• What to produce:
Reproduce the material below word for word, leaving out the pictures.

··········

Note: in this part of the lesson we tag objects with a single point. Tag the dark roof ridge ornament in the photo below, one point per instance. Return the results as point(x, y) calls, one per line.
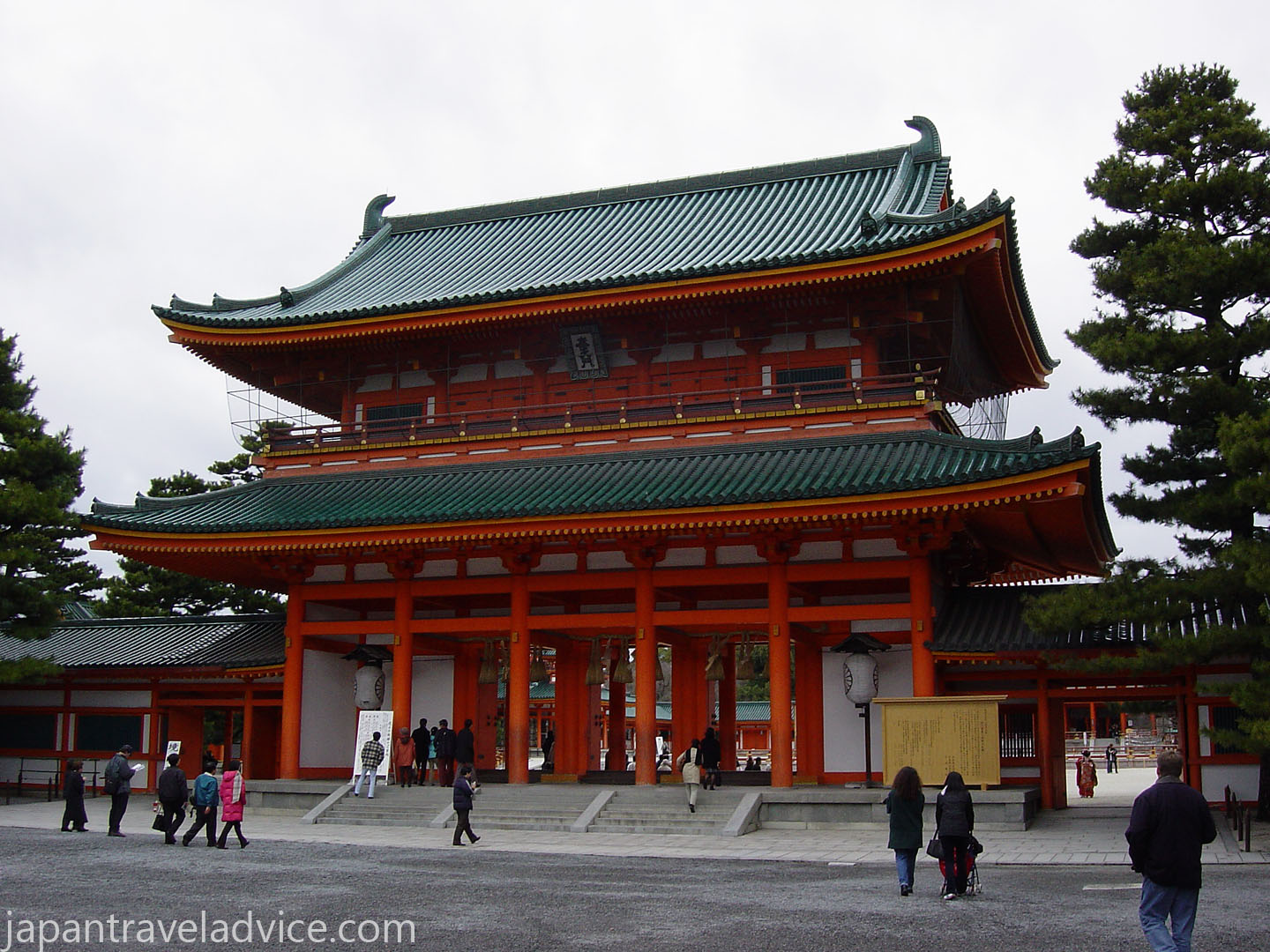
point(374, 219)
point(927, 147)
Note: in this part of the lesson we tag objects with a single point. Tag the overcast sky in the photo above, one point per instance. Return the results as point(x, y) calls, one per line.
point(167, 147)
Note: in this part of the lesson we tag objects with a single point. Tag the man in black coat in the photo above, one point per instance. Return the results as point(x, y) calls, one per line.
point(465, 746)
point(173, 791)
point(446, 753)
point(1168, 830)
point(421, 739)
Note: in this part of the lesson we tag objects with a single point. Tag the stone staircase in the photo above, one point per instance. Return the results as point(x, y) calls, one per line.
point(666, 811)
point(546, 807)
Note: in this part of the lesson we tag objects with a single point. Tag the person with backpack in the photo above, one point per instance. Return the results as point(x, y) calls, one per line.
point(446, 753)
point(205, 800)
point(173, 791)
point(118, 785)
point(372, 755)
point(690, 764)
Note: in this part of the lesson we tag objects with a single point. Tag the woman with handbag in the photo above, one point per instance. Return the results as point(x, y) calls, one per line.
point(690, 763)
point(905, 804)
point(954, 820)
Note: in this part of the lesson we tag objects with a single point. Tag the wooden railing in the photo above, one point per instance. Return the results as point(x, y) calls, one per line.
point(1240, 816)
point(615, 412)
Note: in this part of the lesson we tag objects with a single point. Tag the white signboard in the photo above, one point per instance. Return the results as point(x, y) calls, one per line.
point(369, 723)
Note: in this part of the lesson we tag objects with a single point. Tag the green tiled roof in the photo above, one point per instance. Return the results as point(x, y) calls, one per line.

··········

• Solution to the exercise:
Note: in this part of the lesson we tag objects with a single point. Tag the dark roof ridge ornament in the photo below, one point per instance. Return the results as point(x, y) calls, one per line.
point(374, 219)
point(927, 147)
Note: in this part of the lesson we tag objects with a single point. Tag the overcast sky in the photo above, one point per instance. Return the results as point(x, y) calls, one per line.
point(167, 147)
Note: in this part of the lesson we tag objects with a single point. Tag the man in black coat in the photo above, one point per instance. Return the results as point(x, y) calls, one per line.
point(465, 746)
point(173, 791)
point(446, 753)
point(1168, 830)
point(421, 739)
Note: in this part of the lesson we tag objects with a single point. Tag the stone staircase in the photo above, one point per instance. Return the results as point(x, y) calls, one per line.
point(666, 811)
point(546, 807)
Note: in this part of the lesson we tag objects with a single point. Tag the person with backpack in the photo above, one point per instance. Return the results as point(x, y) calls, one per line.
point(446, 753)
point(205, 800)
point(173, 791)
point(118, 785)
point(372, 755)
point(690, 764)
Note: in this part of the lesson we tag objects with a single point. Tag the woman with handbag in the photo above, one point per instance. Return the results as point(x, y) calls, one per line.
point(690, 763)
point(905, 804)
point(954, 820)
Note: in this part of the lesson we tag objects with a single point. Tag the wooden railing in the photo above, one point per instance. Return the results as point(x, y) calls, one per line.
point(1240, 816)
point(615, 412)
Note: in this part of the lesson we tag objects with a single point. Tag the white signboard in the photo above, one point per instance. Return the results as point(x, y) calls, one per line.
point(369, 723)
Note: in this part of the lesson we tag objects with a single point. Tag the green tiled roof in the photo above, one point per instance. Return the results as point(x, y) calls, one per line.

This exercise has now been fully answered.